*** Exercise materials Section Begins ***

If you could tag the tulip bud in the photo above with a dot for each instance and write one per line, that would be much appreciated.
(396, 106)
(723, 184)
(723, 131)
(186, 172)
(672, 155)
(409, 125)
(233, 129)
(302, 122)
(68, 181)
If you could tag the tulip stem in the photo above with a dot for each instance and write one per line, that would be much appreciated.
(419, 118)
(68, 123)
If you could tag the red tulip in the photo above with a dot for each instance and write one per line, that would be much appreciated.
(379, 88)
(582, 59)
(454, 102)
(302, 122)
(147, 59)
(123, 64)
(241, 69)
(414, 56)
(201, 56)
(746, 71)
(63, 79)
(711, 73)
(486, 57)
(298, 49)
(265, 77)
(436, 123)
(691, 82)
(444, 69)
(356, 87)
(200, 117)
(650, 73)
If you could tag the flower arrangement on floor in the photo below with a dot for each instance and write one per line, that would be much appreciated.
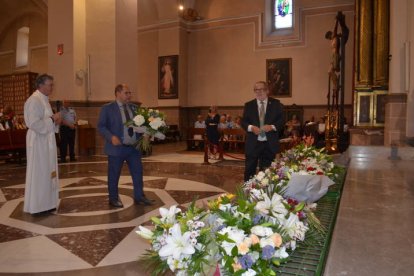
(303, 172)
(248, 234)
(149, 122)
(180, 241)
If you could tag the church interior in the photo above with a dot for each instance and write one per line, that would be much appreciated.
(345, 65)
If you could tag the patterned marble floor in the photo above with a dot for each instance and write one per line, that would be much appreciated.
(372, 236)
(85, 236)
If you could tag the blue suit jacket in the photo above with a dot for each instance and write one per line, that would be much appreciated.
(274, 116)
(109, 124)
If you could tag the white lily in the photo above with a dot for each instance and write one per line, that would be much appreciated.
(249, 272)
(177, 244)
(145, 233)
(168, 215)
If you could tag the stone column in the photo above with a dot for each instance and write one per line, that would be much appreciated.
(409, 82)
(396, 107)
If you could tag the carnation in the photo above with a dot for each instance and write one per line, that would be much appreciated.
(139, 120)
(156, 123)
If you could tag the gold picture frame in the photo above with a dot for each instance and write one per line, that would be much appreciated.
(279, 77)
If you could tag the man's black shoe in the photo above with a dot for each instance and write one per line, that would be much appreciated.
(143, 201)
(116, 203)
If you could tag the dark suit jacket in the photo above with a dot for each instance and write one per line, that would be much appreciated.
(110, 123)
(274, 116)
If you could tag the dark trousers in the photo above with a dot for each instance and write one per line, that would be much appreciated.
(262, 155)
(133, 159)
(67, 138)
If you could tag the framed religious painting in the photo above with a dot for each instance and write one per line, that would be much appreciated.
(168, 77)
(279, 77)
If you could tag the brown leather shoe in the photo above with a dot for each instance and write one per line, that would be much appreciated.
(143, 201)
(116, 203)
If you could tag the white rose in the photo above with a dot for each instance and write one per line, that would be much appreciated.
(261, 231)
(264, 242)
(156, 123)
(249, 272)
(139, 120)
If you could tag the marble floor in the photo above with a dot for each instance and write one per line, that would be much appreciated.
(373, 235)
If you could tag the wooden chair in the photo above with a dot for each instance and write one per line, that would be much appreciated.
(196, 138)
(233, 139)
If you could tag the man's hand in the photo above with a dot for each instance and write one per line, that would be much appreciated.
(267, 128)
(115, 141)
(255, 130)
(57, 118)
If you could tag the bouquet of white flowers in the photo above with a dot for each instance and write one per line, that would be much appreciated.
(149, 122)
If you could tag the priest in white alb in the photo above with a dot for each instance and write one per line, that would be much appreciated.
(42, 184)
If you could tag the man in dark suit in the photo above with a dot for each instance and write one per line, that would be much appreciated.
(263, 122)
(119, 141)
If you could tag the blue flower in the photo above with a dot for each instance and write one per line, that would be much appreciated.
(246, 261)
(267, 252)
(257, 219)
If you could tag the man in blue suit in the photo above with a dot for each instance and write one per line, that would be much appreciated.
(119, 141)
(263, 122)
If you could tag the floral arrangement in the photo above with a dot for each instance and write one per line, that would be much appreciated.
(254, 237)
(303, 173)
(180, 242)
(248, 234)
(149, 122)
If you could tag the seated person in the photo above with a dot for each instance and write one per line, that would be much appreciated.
(229, 122)
(311, 121)
(237, 122)
(222, 123)
(296, 139)
(200, 123)
(292, 124)
(320, 135)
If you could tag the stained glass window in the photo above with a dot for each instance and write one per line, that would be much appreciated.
(282, 14)
(22, 47)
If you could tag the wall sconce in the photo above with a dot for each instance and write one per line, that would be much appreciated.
(80, 74)
(60, 49)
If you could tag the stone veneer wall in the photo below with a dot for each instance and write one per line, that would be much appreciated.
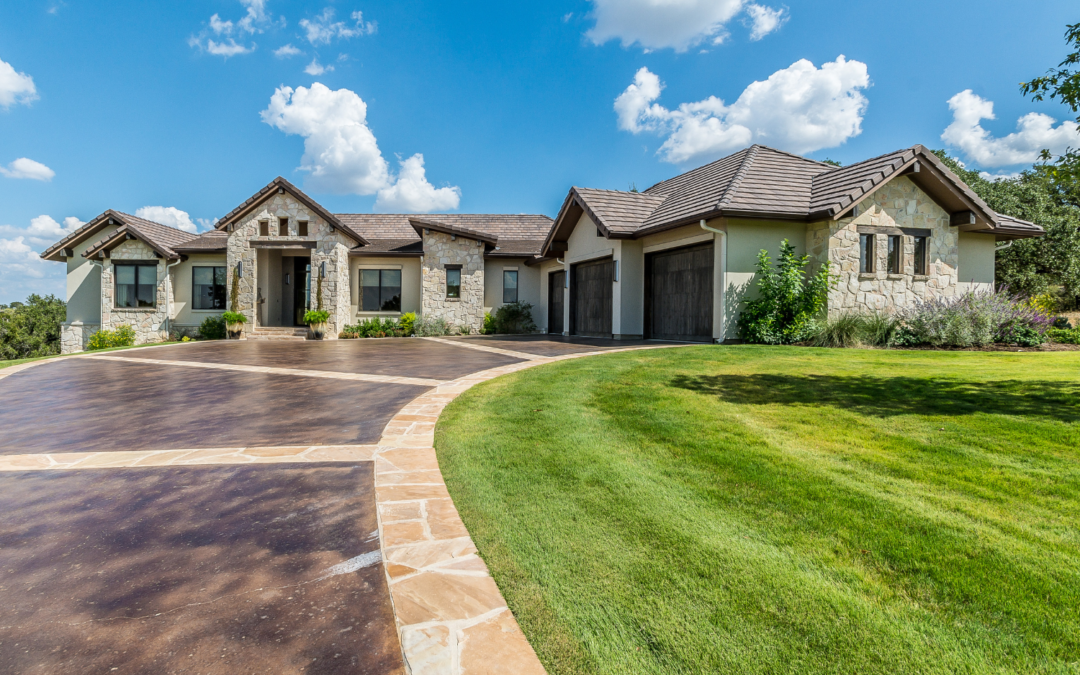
(332, 247)
(149, 324)
(440, 251)
(898, 204)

*** Exercise materials Section Ends ***

### Task to complete:
Every line of the listing should be copied precisely, with images omitted.

### Exercise response:
If you could tag the tulip bud in the photo above with a dot for each instance and write one per line, that would be much appreciated.
(396, 106)
(723, 184)
(723, 131)
(186, 172)
(672, 155)
(409, 125)
(233, 129)
(302, 122)
(68, 181)
If you could tag the tulip stem in the photo above with a dot for each instance and write one per line, that would be much appreciated.
(419, 118)
(68, 123)
If you could tag the red tulip in the photo above with a dot for each instance and write one per line, that would be much appreciated.
(379, 88)
(582, 59)
(454, 102)
(302, 122)
(147, 59)
(123, 64)
(241, 69)
(414, 56)
(201, 56)
(746, 71)
(63, 79)
(711, 73)
(486, 57)
(298, 49)
(265, 77)
(436, 123)
(691, 82)
(444, 69)
(356, 87)
(200, 117)
(650, 73)
If you could tag the flower arrangement on floor in the photo below with a dot for each instance and write one per line, that would be much appreciated.
(303, 172)
(248, 234)
(149, 122)
(180, 241)
If you could tag the church interior in the photo above with a dot for each instance and write one per line, that would be much appreciated.
(345, 65)
If you could tag the patterned marble floor in the photo above with a dot for each instance and write one per line, that would be much appreciated.
(372, 236)
(85, 236)
If you could tag the blue suit jacket in the photo above with a dot for each instance and write one per line, that would be much appreciated.
(274, 116)
(109, 124)
If you could tag the white lily in the photo above with a dot for each instance and write one per line, that would be much appreciated.
(249, 272)
(177, 244)
(145, 233)
(168, 215)
If you could tag the stone column in the photo above with a dot for each instance and write one per line, that would be much appreciated.
(409, 82)
(396, 107)
If you could tag the carnation in the photo above with a dot for each instance and write one per line, that would be much appreciated.
(139, 120)
(156, 123)
If you could tag the gold picture frame in the photo above with a dot for each instance and write one per line, that would be much appreciated.
(279, 77)
If you could tag the man's black shoe in the photo above with a dot for each instance and write one per line, that would be much appreciated.
(143, 201)
(116, 203)
If you could tag the dark suit jacket in the photo above with a dot for each instance and write one per line, that would be much appreciated.
(110, 123)
(274, 116)
If you could tag the dark trousers in the photo above with a dot for each instance and write one per line, that would be much appreciated.
(262, 155)
(133, 159)
(67, 138)
If you could tag the framed religious painting in the photo above with a dot for each instance and write one per line, that would be much appreciated.
(168, 77)
(279, 77)
If you could tag the brown leather shoe in the photo above with a dot for each instance and write one per line, that would be much appreciated.
(143, 201)
(116, 203)
If you could tag the white rose in the photo above with a dot for each instance and write one per line, that would be much appreciated.
(261, 231)
(264, 242)
(156, 123)
(249, 272)
(139, 120)
If you could tag the marble floor in the photo above with a dot for each instance and write one per line, that would be much appreciated.
(373, 235)
If you could tag the wooden chair in the photo above with a dot for each instance and write one per line, that would be much appreciated.
(196, 138)
(233, 139)
If you could tag the man's hand in the photo above with a dot for each instance and write one per line, that would be much appreciated.
(267, 128)
(115, 141)
(255, 130)
(57, 118)
If you could tag the bouquet of white flowers in the photo above with a dot for each instance and write one per line, that would be much appreciated.
(149, 122)
If you could tag the priest in white alb in the photo above with a dot for each instance and write one per line, that would be much appreciated.
(42, 184)
If you could tag the man in dark suit in the photo above with a dot for each instance and write one per line, that would be much appreciated.
(263, 122)
(119, 141)
If you could tag the blue flower in the photo above with a dot for each instance and write one per line, that would be much appreciated.
(246, 261)
(267, 252)
(257, 219)
If you could tag the man in blue suit in the photo above with a dot for each instance and write one per line, that would be much appreciated.
(119, 141)
(263, 122)
If you could tag the floral arrangement in the photo above with a dot for each instance and write one per line, that would be much appreciated.
(254, 237)
(303, 173)
(180, 242)
(248, 234)
(149, 122)
If you could tag the seated person in the photo above with a dot for each instance and write one per line, that would be much appreciated.
(229, 122)
(311, 121)
(237, 122)
(222, 123)
(296, 139)
(200, 123)
(292, 124)
(320, 135)
If you could tag the stained glass window in the photo above with a dot for each instance and write one per line, that would be much appreciated.
(282, 14)
(22, 47)
If you could tag the wall sconce in the photo above with a dot for each instance and write one per line, that would be much appreciated.
(80, 74)
(60, 49)
If you could tag the stone veneer wall in the photo below with a dot for each instance and write one per line, that would be much appreciated.
(332, 247)
(149, 324)
(440, 251)
(898, 204)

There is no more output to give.